===== Extract to read
The token swap process can be very different and depends heavily on the specific company and its plans. How the token holder must behave in each case also depends on where they store their tokens. With an exchange, the customer usually does not have to intervene, as the exchange takes care of everything. With a conventional wallet, outside of an exchange, the holder’s intervention is necessary.

Each crypto company issues its own detailed instructions on what to do in this case. However, the basic outlines are very similar in the process:

  • The crypto company issues a wallet or website that the user must download or register on.
  • Then shown 2 wallet addresses. One is for the old tokens and one is for the new ones.
  • The user is prompted to send all the old tokens in his possession to the respective wallet address. As soon as they arrive there, he receives the corresponding amount in new tokens credited to the other wallet.
  • The company then gradually destroys the old tokens.

What are the risks and what do users need to be aware of?

Depending on the type of token swap, there may be some potential sources of error and risks. Those who store their tokens in a wallet and are thus responsible for the migration themselves may have to be careful not to miss the lock-up period. Tokens that have not been migrated will eventually no longer be compatible. Neither wallets nor applications will accept the old tokens. For the customer, this means that his cryptocurrency is worthless and lost forever.
==========
### What is being asked
Pick up the passage on crypto token swaps after its last sentence and keep writing.
===== Supplied entries
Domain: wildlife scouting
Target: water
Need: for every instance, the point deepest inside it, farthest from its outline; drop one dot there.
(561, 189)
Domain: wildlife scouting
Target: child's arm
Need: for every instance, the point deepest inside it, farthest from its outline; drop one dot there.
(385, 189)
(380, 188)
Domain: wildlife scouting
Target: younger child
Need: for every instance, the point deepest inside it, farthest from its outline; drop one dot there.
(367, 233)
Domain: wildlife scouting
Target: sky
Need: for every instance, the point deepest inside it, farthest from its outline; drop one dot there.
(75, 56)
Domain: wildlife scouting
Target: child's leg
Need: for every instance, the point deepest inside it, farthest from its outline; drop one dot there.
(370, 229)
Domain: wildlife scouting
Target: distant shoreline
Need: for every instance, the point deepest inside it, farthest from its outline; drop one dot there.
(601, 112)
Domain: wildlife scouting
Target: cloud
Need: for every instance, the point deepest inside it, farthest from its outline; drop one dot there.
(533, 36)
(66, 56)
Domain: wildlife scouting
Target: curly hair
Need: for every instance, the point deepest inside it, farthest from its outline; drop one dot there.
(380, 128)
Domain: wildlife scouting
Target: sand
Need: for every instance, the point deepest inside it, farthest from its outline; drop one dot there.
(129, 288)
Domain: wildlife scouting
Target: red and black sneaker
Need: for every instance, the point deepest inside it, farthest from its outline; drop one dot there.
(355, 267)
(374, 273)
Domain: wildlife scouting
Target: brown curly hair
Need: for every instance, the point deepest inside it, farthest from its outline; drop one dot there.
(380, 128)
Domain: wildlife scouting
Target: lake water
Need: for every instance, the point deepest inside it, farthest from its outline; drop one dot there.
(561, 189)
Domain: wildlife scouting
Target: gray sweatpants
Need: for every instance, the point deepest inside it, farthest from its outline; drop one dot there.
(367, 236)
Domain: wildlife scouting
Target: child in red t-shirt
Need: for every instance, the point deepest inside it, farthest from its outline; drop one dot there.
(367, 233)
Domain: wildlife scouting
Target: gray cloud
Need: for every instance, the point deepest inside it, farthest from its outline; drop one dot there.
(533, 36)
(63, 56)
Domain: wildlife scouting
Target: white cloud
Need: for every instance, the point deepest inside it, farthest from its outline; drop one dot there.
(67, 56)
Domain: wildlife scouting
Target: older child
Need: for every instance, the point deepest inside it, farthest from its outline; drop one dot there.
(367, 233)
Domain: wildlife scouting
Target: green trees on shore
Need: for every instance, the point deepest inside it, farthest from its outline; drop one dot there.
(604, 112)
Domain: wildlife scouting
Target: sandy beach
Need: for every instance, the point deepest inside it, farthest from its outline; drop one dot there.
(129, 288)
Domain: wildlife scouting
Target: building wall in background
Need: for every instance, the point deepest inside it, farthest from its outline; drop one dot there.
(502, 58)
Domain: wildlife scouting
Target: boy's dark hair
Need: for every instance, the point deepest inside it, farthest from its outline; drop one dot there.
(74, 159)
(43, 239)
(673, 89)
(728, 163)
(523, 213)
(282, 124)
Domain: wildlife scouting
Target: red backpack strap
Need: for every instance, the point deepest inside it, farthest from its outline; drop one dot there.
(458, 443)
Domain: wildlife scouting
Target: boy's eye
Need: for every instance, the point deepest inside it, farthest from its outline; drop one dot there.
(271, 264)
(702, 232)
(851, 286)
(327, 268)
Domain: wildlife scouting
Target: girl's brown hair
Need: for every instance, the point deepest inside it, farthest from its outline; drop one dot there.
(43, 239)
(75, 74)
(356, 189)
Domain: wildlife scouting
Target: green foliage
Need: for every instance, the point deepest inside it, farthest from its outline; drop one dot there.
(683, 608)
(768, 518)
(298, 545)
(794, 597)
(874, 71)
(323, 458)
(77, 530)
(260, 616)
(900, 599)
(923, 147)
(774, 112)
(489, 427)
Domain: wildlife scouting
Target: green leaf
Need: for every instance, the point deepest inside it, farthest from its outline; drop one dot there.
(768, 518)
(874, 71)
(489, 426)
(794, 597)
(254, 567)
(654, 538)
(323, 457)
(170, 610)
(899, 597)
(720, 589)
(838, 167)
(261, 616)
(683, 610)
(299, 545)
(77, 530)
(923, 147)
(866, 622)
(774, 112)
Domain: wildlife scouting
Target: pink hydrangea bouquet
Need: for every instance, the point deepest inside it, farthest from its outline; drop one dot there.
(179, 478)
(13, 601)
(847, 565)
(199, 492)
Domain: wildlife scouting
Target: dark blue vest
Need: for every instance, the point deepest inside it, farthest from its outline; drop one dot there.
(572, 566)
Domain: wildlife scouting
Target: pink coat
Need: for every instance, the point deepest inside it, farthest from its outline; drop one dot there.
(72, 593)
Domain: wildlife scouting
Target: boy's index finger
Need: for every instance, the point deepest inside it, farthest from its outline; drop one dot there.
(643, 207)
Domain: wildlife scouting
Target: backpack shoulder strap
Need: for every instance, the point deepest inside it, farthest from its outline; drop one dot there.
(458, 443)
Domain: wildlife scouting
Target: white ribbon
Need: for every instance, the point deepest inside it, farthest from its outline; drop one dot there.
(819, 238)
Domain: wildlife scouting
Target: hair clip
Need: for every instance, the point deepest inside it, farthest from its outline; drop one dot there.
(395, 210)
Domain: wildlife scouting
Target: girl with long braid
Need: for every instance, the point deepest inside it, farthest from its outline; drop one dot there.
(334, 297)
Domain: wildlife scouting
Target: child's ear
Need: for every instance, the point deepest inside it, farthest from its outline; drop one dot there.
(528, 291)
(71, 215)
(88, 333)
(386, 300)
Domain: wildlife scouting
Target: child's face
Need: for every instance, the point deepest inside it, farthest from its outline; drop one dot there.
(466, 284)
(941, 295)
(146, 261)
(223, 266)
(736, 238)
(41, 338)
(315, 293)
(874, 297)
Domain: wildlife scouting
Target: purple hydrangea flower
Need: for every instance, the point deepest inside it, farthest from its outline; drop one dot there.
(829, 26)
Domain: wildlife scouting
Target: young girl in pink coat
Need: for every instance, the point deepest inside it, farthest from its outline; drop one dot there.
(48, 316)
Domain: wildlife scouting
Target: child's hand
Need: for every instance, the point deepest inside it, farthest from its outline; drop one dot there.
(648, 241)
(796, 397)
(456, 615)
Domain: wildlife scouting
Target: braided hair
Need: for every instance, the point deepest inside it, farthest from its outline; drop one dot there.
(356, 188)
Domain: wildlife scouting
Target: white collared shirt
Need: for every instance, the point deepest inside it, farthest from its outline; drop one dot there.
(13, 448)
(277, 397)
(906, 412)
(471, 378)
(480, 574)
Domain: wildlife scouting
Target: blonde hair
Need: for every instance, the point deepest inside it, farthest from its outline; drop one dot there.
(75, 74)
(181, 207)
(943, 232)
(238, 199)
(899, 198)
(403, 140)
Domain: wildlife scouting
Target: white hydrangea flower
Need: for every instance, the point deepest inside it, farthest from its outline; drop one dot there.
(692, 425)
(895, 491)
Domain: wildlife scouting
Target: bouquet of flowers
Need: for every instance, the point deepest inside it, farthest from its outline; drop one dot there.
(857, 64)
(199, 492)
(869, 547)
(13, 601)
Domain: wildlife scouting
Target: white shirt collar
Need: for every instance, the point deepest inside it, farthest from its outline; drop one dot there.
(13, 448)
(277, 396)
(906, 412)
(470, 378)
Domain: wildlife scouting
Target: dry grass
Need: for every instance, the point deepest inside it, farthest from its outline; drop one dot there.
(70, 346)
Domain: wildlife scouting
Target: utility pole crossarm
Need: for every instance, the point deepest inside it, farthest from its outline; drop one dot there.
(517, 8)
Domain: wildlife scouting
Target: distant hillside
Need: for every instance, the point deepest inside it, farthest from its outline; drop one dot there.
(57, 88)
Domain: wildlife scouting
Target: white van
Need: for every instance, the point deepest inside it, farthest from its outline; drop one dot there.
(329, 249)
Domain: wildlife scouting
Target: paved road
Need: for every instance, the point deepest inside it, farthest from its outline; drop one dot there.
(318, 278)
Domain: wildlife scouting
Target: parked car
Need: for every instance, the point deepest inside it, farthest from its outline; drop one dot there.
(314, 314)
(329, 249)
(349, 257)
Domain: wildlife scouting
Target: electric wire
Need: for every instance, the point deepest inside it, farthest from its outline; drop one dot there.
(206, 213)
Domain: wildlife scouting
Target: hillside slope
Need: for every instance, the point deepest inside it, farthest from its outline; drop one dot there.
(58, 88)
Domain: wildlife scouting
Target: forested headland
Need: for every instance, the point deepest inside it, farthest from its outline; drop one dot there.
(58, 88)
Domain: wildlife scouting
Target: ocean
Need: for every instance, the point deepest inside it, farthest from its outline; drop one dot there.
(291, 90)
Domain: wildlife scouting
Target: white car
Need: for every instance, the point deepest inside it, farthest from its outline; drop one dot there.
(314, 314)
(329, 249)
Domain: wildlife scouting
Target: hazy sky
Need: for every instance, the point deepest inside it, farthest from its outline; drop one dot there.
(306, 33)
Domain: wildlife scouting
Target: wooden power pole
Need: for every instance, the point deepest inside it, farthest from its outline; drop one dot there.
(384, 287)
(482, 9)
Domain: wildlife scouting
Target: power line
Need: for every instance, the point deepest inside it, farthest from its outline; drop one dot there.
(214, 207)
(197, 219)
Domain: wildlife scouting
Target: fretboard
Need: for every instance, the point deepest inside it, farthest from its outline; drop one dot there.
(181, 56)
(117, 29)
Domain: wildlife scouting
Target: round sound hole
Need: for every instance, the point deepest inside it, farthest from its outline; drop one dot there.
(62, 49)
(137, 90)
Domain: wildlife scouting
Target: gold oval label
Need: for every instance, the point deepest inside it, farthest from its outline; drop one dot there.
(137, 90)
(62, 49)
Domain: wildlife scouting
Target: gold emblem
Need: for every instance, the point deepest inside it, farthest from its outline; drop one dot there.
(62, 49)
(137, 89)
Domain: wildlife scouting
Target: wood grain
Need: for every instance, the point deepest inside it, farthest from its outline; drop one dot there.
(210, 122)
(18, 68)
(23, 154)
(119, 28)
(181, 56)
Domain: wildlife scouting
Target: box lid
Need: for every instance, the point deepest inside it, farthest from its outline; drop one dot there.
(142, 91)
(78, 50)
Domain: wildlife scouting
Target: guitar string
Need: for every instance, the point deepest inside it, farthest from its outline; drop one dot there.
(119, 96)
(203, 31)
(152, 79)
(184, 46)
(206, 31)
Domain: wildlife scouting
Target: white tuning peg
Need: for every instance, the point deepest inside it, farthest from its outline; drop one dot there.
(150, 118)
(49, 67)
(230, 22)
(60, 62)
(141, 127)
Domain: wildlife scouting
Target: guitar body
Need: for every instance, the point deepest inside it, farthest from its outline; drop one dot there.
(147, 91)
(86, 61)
==========
### Task response
Although many companies try to grant so-called fallback periods even after the deadline has passed so that latecomers can also make the move, these also only apply for a certain period. Token holders should therefore try not to overuse these deadlines in their own interest. It should also be noted that measures are often taken before the actual swap that may affect trading of the old tokens. For example, block rewards, airdrops or even trading on exchanges can be suspended. The token holder should inform himself about these points in time.

When migrating to a new wallet, the user must also make sure to enter the wallet addresses correctly. Otherwise, the tokens will be irretrievably lost. And as usual in the crypto space, there is no overarching regulatory authority or administration that the user can turn to in the case. However, if the user observes the deadlines and follows the instructions provided by the crypto company to the letter, then a token swap is generally a safe affair.